| RECORDS FOR THE TASK |

****************************************

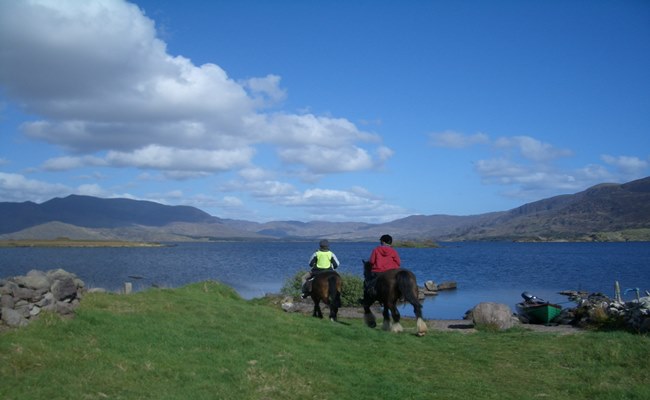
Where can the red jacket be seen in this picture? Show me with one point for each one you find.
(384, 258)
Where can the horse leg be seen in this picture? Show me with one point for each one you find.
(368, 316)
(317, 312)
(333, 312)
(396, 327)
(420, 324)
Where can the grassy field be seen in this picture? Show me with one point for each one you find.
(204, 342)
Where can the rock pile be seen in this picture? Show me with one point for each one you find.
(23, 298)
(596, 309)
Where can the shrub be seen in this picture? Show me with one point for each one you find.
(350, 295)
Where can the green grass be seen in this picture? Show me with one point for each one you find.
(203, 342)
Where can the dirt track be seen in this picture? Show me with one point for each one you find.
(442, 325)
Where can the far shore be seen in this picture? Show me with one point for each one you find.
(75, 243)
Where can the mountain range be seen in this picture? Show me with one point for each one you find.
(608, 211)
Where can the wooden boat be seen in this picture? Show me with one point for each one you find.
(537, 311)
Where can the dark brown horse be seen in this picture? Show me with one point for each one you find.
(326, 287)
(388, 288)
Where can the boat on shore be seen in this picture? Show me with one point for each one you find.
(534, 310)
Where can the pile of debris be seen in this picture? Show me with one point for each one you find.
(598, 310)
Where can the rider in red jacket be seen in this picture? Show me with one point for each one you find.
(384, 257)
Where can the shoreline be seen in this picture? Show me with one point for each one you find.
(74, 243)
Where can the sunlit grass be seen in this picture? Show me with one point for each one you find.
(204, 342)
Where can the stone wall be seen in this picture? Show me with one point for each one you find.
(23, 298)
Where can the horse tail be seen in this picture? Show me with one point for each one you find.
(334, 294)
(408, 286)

****************************************

| PROBLEM DESCRIPTION |
Reproduce the data above exactly, leaving each picture out.

| SOLUTION FOR THIS PROBLEM |
Where can the red jacket be seen in this picture? Show me with one point for each one you find.
(384, 258)
Where can the horse leg be seen in this picture? Show me with one point for each one you find.
(368, 316)
(317, 312)
(333, 312)
(396, 327)
(420, 324)
Where can the grassy field be seen in this picture? Show me with one point for each one you find.
(204, 342)
Where can the rock pile be seen in this picture? Show me with one point for each one you find.
(23, 298)
(596, 309)
Where can the shrub be seen in this picture? Show me with one point for each one you find.
(350, 295)
Where can the green grass be seen in this picture? Show me with one point for each one you find.
(203, 342)
Where can the dirt track be seen in this picture? Show me with one point for each one you find.
(442, 325)
Where can the far shore be seen in this picture? Show me with one point for each one you find.
(75, 243)
Where can the mountain range be seen in this picture? Show me with one point for each one you find.
(608, 211)
Where can the wooden boat be seen in this picture? Show me with one point for each one you find.
(537, 311)
Where can the dark brown horse be seen in this picture? Show me with one point for each one you find.
(326, 287)
(388, 288)
Where can the boat on shore be seen in this picture? Show me with one point for each one you find.
(534, 310)
Where can the pile of debris be seen in this picture? Show me with one point for each one you find.
(598, 310)
Where can the rider in red jacket be seen in this picture? Show me with one point for each one you find.
(384, 257)
Where can the shoreline be seen in this picture? Show me with one point for each one you find.
(74, 243)
Where can the sunlit grass be seen in this picture? Show me with one point for each one you find.
(204, 342)
Where can the stone wall be seen in this picture? Show me with one point for each one you find.
(23, 298)
Where can the horse tail be seen in this picture? Show me with one point for each one you find.
(334, 294)
(408, 286)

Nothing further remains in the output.